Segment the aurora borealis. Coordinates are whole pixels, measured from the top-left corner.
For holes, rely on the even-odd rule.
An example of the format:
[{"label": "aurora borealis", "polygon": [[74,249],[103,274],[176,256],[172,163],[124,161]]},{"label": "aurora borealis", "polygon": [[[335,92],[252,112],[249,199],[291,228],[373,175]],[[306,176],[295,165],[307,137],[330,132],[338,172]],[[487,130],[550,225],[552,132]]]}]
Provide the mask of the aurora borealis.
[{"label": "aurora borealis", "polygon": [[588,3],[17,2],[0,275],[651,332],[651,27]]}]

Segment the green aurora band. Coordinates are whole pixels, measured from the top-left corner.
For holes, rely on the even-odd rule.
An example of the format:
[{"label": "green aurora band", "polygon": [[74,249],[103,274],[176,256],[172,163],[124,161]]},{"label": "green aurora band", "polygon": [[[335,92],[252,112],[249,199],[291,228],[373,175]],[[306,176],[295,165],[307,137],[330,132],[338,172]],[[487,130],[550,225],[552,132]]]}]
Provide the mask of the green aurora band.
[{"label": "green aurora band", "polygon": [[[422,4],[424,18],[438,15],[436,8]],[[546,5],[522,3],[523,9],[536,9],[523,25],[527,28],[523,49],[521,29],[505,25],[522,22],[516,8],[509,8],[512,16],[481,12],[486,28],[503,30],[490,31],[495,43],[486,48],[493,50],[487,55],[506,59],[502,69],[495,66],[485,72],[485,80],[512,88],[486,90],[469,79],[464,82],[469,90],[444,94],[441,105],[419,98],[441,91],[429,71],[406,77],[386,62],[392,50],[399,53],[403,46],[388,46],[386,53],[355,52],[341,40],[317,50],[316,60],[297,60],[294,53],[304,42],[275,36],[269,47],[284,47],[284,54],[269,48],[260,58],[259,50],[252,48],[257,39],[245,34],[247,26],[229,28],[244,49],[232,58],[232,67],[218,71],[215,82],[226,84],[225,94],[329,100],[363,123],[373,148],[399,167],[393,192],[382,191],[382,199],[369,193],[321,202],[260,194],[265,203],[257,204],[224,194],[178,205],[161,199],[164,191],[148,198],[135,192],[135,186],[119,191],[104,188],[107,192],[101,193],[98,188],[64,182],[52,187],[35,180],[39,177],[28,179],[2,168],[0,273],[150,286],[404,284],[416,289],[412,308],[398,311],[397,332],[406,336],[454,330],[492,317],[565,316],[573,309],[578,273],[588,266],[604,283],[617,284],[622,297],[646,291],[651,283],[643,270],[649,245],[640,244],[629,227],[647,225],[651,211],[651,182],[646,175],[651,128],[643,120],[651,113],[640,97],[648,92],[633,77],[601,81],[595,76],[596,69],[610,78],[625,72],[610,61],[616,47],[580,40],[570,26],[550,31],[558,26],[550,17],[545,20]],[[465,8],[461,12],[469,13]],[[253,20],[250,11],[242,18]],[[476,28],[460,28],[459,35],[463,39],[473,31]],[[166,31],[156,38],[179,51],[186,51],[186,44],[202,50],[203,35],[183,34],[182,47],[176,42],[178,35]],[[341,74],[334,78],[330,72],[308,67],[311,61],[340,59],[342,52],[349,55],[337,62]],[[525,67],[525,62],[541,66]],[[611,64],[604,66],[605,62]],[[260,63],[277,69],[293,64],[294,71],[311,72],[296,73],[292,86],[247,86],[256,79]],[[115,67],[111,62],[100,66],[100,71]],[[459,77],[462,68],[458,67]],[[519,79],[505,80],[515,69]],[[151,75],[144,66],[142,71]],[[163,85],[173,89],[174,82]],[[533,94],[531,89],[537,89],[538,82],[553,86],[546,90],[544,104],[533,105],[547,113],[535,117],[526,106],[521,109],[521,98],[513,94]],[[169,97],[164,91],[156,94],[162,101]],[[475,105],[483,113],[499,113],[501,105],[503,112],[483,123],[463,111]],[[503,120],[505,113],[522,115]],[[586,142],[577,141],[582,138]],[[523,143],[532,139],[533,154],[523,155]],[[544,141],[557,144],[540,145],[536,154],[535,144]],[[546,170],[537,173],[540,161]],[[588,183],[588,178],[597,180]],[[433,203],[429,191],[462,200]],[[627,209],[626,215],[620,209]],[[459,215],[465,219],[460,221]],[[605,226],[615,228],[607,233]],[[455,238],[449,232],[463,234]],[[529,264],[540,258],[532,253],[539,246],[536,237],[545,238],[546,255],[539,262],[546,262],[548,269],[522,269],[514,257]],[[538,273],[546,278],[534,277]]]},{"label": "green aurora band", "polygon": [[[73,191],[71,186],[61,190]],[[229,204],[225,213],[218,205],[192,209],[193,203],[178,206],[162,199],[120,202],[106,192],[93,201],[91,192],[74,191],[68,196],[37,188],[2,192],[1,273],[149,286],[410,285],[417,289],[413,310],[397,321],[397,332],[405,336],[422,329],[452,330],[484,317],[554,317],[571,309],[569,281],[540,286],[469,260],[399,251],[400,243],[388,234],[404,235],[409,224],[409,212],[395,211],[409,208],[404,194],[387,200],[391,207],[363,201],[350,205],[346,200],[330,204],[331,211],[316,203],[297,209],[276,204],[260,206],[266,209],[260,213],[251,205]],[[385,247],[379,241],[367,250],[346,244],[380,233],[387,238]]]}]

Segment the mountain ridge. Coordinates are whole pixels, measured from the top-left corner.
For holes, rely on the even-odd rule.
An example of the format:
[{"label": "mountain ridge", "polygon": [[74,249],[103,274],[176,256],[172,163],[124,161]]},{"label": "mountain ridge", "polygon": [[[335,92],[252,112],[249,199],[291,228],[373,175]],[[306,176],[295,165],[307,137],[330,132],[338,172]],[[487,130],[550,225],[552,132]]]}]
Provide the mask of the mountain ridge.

> _AIM_:
Switch "whole pixels" to "integer pixels" in the lines of the listing starting with the line containing "Segment the green" and going on through the line containing "Provide the mask of the green aurora band.", and leave everything else as it is. Give back only those lines.

> _TASK OUTPUT_:
Segment the green aurora band. Coordinates are integer pixels, measured from the top-left corner.
For holes, rely on the even-odd rule.
An example of the format:
[{"label": "green aurora band", "polygon": [[74,249],[103,274],[176,256],[172,163],[124,161]]},{"label": "green aurora band", "polygon": [[[335,92],[252,112],[249,199],[291,228],[373,175]],[[306,176],[295,165],[307,137],[330,132],[338,172]],[[487,130],[550,225],[552,132]]]}]
Provide the mask of the green aurora band.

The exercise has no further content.